#### Instructions for the task:
Reproduce every line below exactly as written; do not include the images.

Saved entries
========================

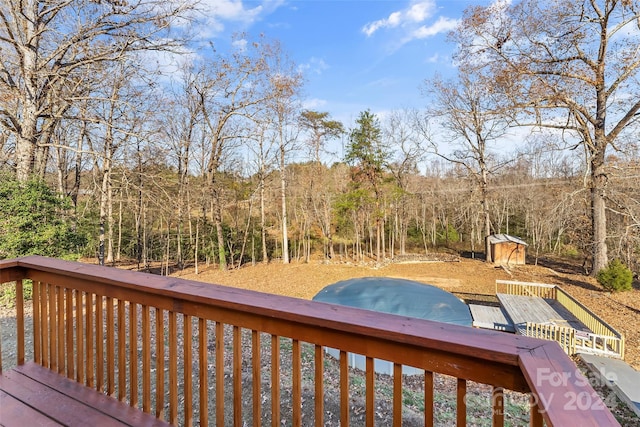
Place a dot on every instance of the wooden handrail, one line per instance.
(122, 299)
(582, 313)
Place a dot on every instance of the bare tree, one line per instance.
(285, 84)
(47, 47)
(568, 66)
(469, 119)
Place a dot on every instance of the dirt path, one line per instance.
(622, 310)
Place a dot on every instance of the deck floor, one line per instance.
(31, 395)
(522, 309)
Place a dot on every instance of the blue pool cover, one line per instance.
(398, 296)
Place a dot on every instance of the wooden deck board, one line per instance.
(488, 317)
(522, 309)
(46, 398)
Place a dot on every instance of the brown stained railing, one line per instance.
(113, 300)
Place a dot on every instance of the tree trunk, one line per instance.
(598, 215)
(283, 197)
(263, 230)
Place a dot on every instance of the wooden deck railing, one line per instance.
(512, 287)
(593, 322)
(195, 352)
(603, 339)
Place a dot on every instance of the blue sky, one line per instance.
(356, 54)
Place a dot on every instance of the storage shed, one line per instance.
(507, 250)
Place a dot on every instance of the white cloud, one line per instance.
(416, 13)
(314, 103)
(314, 65)
(434, 59)
(215, 14)
(442, 25)
(241, 45)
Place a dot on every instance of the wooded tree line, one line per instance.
(220, 163)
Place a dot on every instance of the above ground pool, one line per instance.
(396, 296)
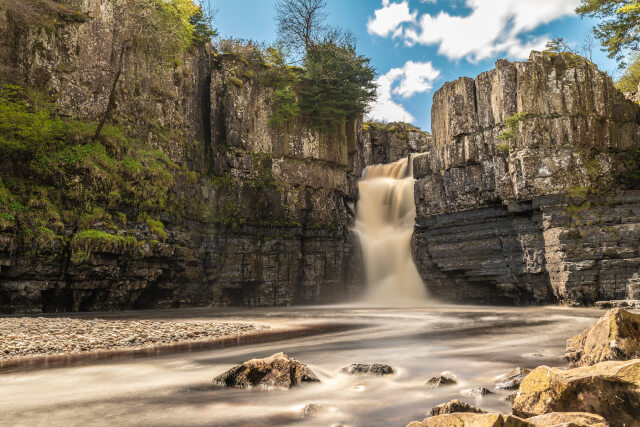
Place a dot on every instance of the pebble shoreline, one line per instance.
(38, 336)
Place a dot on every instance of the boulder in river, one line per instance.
(455, 406)
(277, 371)
(472, 420)
(512, 380)
(372, 369)
(445, 378)
(572, 419)
(610, 389)
(477, 392)
(615, 336)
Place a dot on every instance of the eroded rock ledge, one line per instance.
(526, 192)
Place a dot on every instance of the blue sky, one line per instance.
(418, 45)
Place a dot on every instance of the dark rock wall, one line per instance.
(267, 216)
(524, 194)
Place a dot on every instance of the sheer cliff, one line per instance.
(526, 193)
(188, 197)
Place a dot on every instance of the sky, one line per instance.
(418, 45)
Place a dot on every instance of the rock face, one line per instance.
(388, 143)
(512, 380)
(277, 371)
(472, 420)
(525, 193)
(372, 369)
(256, 217)
(576, 419)
(455, 406)
(615, 336)
(609, 389)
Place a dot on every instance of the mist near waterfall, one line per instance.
(385, 221)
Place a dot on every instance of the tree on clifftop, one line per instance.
(619, 31)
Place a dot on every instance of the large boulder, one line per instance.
(610, 389)
(572, 419)
(455, 406)
(277, 371)
(615, 336)
(472, 420)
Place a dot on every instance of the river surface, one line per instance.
(477, 344)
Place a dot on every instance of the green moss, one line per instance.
(236, 82)
(157, 228)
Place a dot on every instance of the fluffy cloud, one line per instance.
(389, 19)
(412, 78)
(493, 27)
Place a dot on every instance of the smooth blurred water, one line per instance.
(475, 343)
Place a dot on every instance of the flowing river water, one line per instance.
(475, 343)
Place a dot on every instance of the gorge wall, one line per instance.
(526, 193)
(229, 212)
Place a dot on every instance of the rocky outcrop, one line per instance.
(615, 336)
(609, 389)
(388, 143)
(524, 194)
(575, 419)
(475, 420)
(253, 216)
(275, 372)
(368, 369)
(455, 406)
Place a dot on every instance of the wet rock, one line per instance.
(568, 419)
(443, 379)
(455, 406)
(477, 392)
(615, 336)
(312, 411)
(512, 380)
(472, 420)
(373, 369)
(277, 371)
(610, 389)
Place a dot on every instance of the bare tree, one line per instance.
(300, 22)
(588, 44)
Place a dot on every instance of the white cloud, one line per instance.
(412, 78)
(492, 28)
(389, 19)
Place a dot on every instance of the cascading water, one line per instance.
(385, 221)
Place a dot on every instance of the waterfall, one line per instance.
(385, 220)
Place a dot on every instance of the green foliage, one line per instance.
(337, 85)
(631, 77)
(618, 29)
(512, 126)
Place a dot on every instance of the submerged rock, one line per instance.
(568, 419)
(472, 420)
(455, 406)
(373, 369)
(445, 378)
(512, 380)
(477, 392)
(277, 371)
(615, 336)
(609, 389)
(312, 411)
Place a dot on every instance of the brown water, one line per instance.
(385, 220)
(475, 343)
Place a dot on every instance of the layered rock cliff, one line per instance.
(526, 192)
(213, 206)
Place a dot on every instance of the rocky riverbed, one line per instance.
(39, 336)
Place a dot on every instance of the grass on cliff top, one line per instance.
(56, 177)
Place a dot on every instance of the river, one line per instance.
(475, 343)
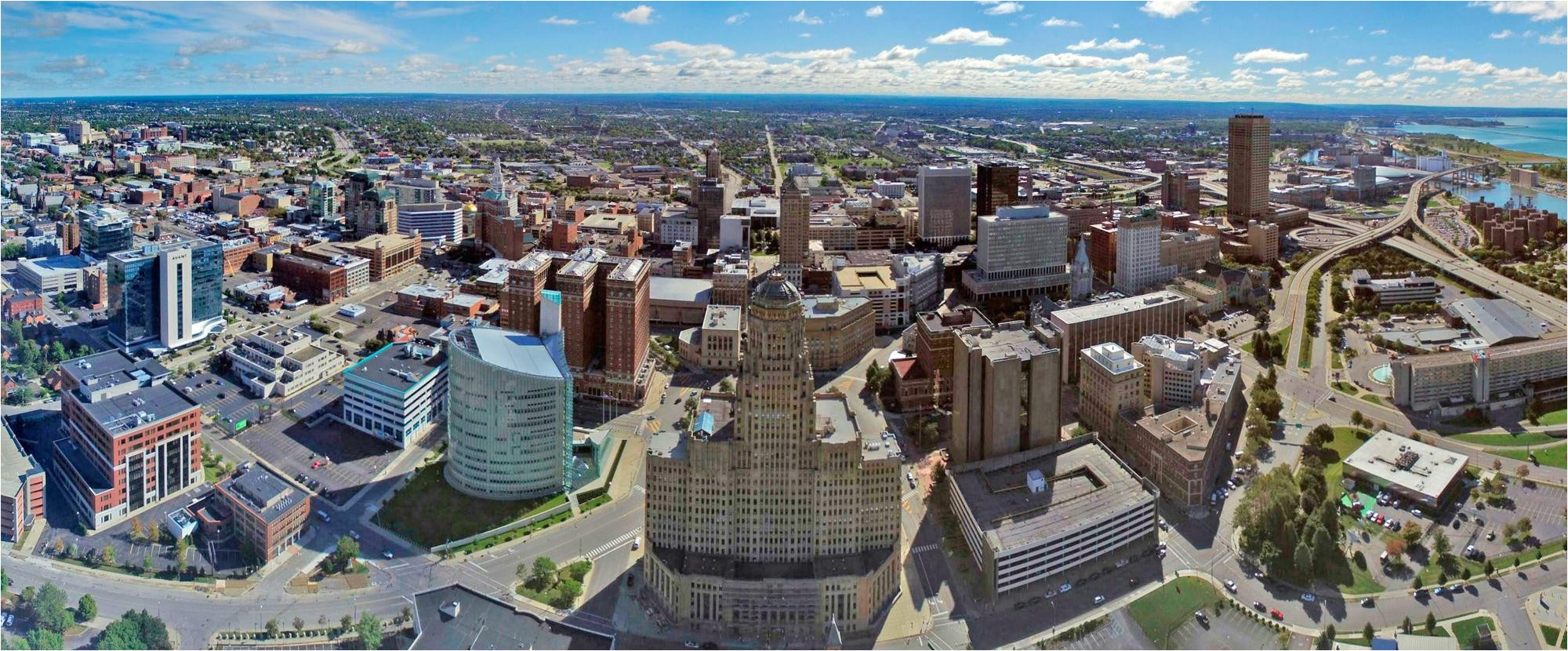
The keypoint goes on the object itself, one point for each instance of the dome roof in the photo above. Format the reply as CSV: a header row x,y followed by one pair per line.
x,y
775,293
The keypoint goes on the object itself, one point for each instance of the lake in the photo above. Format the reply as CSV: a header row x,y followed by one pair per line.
x,y
1536,136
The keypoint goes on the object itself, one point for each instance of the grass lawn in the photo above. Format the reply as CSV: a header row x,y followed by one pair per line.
x,y
1530,438
1556,456
430,512
1465,631
1166,609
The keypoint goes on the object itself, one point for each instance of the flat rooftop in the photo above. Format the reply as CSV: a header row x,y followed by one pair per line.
x,y
1084,484
1412,465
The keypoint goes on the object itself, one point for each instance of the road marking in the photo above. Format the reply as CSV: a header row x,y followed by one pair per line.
x,y
622,540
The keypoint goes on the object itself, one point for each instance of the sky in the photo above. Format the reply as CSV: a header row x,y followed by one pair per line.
x,y
1484,54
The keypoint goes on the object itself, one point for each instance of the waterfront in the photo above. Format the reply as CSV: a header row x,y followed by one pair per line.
x,y
1534,136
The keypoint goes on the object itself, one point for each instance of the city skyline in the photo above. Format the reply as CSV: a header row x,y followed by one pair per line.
x,y
1448,54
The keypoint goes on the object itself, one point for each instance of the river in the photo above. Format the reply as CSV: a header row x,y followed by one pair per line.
x,y
1534,136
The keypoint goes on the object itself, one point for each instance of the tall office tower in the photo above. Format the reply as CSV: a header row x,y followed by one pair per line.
x,y
1249,169
1007,391
710,205
716,164
1111,382
170,294
104,231
1139,253
1181,191
322,202
794,224
775,515
945,205
510,415
996,186
1083,272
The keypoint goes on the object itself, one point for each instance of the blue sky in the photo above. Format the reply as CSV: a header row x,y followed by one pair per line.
x,y
1365,53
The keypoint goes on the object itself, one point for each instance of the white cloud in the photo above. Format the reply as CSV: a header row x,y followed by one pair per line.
x,y
641,15
805,20
1537,10
1111,45
354,48
214,46
1001,9
967,35
689,51
835,56
899,54
1269,56
1169,9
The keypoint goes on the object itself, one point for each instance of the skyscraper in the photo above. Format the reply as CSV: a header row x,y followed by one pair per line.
x,y
170,294
945,205
996,187
510,404
794,224
775,515
1249,169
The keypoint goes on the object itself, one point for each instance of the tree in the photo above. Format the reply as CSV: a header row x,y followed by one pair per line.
x,y
369,633
543,572
87,608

========================

#### Answer area:
Place a dot on every instance of the wooden handrail, one line per instance.
(122, 299)
(582, 313)
Place a dot on every instance of the bare tree, one line per instance.
(285, 84)
(47, 47)
(568, 66)
(469, 119)
Place a dot on every instance of the dirt path, one line per instance.
(622, 310)
Place a dot on every instance of the deck floor, one line per instance.
(31, 395)
(522, 309)
Place a dot on every instance of the blue pool cover, one line per instance.
(398, 296)
Place a dot on every instance of the wooden deck board, one line per instance.
(488, 317)
(522, 309)
(46, 398)
Place a dot on every instance of the brown stained railing, one line per instance.
(113, 300)
Place a dot on every instance of the tree trunk, one line per instance.
(598, 215)
(283, 197)
(263, 230)
Place a dot on every instance of the wooden deck railing, one line per instance.
(512, 287)
(593, 322)
(195, 352)
(603, 339)
Place a dot on every instance of the blue sky, one line per instance.
(356, 54)
Place a dot on every instance of the storage shed, one line per instance.
(507, 250)
Place a dot on every instance of the white cloud, one line per instance.
(416, 13)
(314, 103)
(314, 65)
(434, 59)
(215, 14)
(442, 25)
(241, 45)
Place a dot on every instance of the wooded tree line, one line per instance.
(220, 163)
Place a dot on every instance of the above ground pool, one line per instance.
(396, 296)
Place a dot on every instance of the pebble shoreline, one line per instance.
(38, 336)
Place a dot on every instance of the boulder in river, one line per instance.
(455, 406)
(277, 371)
(472, 420)
(512, 380)
(372, 369)
(445, 378)
(572, 419)
(610, 389)
(477, 392)
(615, 336)
Place a dot on every instance of the eroded rock ledge, one line per instance.
(526, 192)
Place a dot on every instance of the blue sky, one line per instance.
(418, 45)
Place a dot on every instance of the dark rock wall, one line per instance.
(267, 216)
(524, 194)
Place a dot on every instance of the sheer cliff, one line per instance.
(526, 193)
(188, 197)
Place a dot on every instance of the sky, one line per instance.
(418, 45)
Place a dot on every instance of the rock face, one line per instance.
(388, 143)
(512, 380)
(277, 371)
(472, 420)
(525, 193)
(372, 369)
(256, 217)
(576, 419)
(455, 406)
(615, 336)
(609, 389)
Place a dot on every instance of the mist near waterfall, one line per instance.
(385, 221)
Place a dot on every instance of the tree on clifftop, one line per instance.
(619, 31)
Place a dot on every instance of the large boulder, one line per instance.
(610, 389)
(572, 419)
(455, 406)
(277, 371)
(615, 336)
(472, 420)
Place a dot on every instance of the river surface, one line per instance.
(477, 344)
Place a dot on every instance of the green moss, one line per instance.
(236, 82)
(157, 228)
Place a dot on every instance of the fluffy cloud, one line per instance.
(389, 19)
(412, 78)
(493, 27)
Place a dot on every instance of the smooth blurred water, one line per instance.
(475, 343)
Place a dot on every instance of the flowing river water, one line per instance.
(475, 343)
Place a dot on every instance of the gorge wall, one line per instance.
(526, 193)
(229, 212)
Place a dot on every instance of the rocky outcrop, one line per instance.
(615, 336)
(609, 389)
(388, 143)
(524, 194)
(575, 419)
(475, 420)
(253, 216)
(275, 372)
(368, 369)
(455, 406)
Place a dot on every instance of the wet rock, one line per instance.
(568, 419)
(443, 379)
(455, 406)
(477, 392)
(615, 336)
(312, 411)
(512, 380)
(472, 420)
(373, 369)
(277, 371)
(610, 389)
Place a dot on every instance of the bare tree, one line per instance.
(300, 22)
(588, 44)
Place a dot on every instance of the white cloud, one line per instance.
(412, 78)
(492, 28)
(389, 19)
Place a dot on every instance of the cascading water, one line per instance.
(385, 221)
Place a dot on every instance of the waterfall, one line per instance.
(385, 220)
Place a dot on every instance of the green foliage, one line per instance.
(337, 85)
(631, 77)
(618, 29)
(512, 126)
Place a dot on every instance of the submerged rock, one line per instance.
(568, 419)
(472, 420)
(455, 406)
(373, 369)
(445, 378)
(512, 380)
(477, 392)
(277, 371)
(615, 336)
(609, 389)
(312, 411)
Place a dot on every instance of the brown water, one line per instance.
(385, 220)
(475, 343)
Place a dot on every instance of the layered rock cliff, one line per instance.
(526, 192)
(213, 206)
Place a dot on every instance of the rocky riverbed, one line per instance.
(39, 336)
Place a dot on every instance of the grass on cliff top, one line per instance.
(56, 177)
Place a dot on every instance of the river, one line per instance.
(475, 343)
The keypoint goes on the object itself, one point for each instance of the dome roof in the photo above. Format the reply as CSV: a header row x,y followed by one pair per line.
x,y
775,293
The keypoint goes on the object itself, one point for each instance of the lake in the photo above. Format the reply as CSV: a header row x,y followed by one pair per line.
x,y
1536,136
The keypoint goes on the object itself, one point for each instance of the grass lawn in the photo above. Format the reply as CSV: a header row x,y followed by one pair per line.
x,y
1530,438
1556,456
430,512
1465,631
1166,609
The keypoint goes on the object itself, one point for each instance of the flat rooftop in the photo above. Format the reply as CSV: a header row x,y followed by one pair per line.
x,y
1084,484
1412,465
The keypoint goes on the object itself, one point for each instance of the road marking in the photo above. Format the reply as CSV: a header row x,y followed by one pair per line.
x,y
622,540
The keypoint goes on the object itself, one point for each instance of the sky in the photo above. Format the reply as CSV: a header row x,y followed by one pair per line.
x,y
1484,54
The keypoint goes on the object itself, one point for each instance of the waterfront in the photo above. Format the reply as CSV: a header row x,y followed by one pair per line.
x,y
1534,136
The keypoint goes on the object itself, one point for each instance of the city skyline in the photo above. Format the reply as CSV: a header row x,y followed by one pair per line.
x,y
1448,54
The keypoint goes on the object itself, one point for each instance of the river in the photo above. Format the reply as CSV: a header row x,y followed by one pair per line.
x,y
1534,136
The keypoint goes on the object itself, one point for each instance of the tall office tower in the photo above. Format the reply as CSV: a header row x,y followed by one pair per line.
x,y
1249,169
1007,391
710,205
716,164
1111,382
170,294
104,231
1139,253
1181,191
322,202
794,224
775,515
945,205
510,415
996,186
1083,272
The keypoint goes on the object itself, one point for each instance of the blue sky in the photo above. Format the reply as CSV: a header row x,y followed by one pair per line.
x,y
1365,53
The keypoint goes on the object itself, one point for each instance of the white cloud in the photo above. Format the reply as CSV: a header row x,y followed by one pair per line.
x,y
641,15
805,20
1537,10
1111,45
354,48
214,46
1001,9
967,35
689,51
835,56
899,54
1269,56
1169,9
The keypoint goes on the object itself, one point for each instance of the skyscraper in the photo above. Format the reply as CSV: a header row x,y followed by one pair per line.
x,y
170,294
945,205
996,187
510,404
794,224
775,515
1249,169
The keypoint goes on the object itself, one point for each instance of the tree in the photo above. Format the reply as CSV: a header row x,y followed by one pair per line.
x,y
369,633
543,572
87,608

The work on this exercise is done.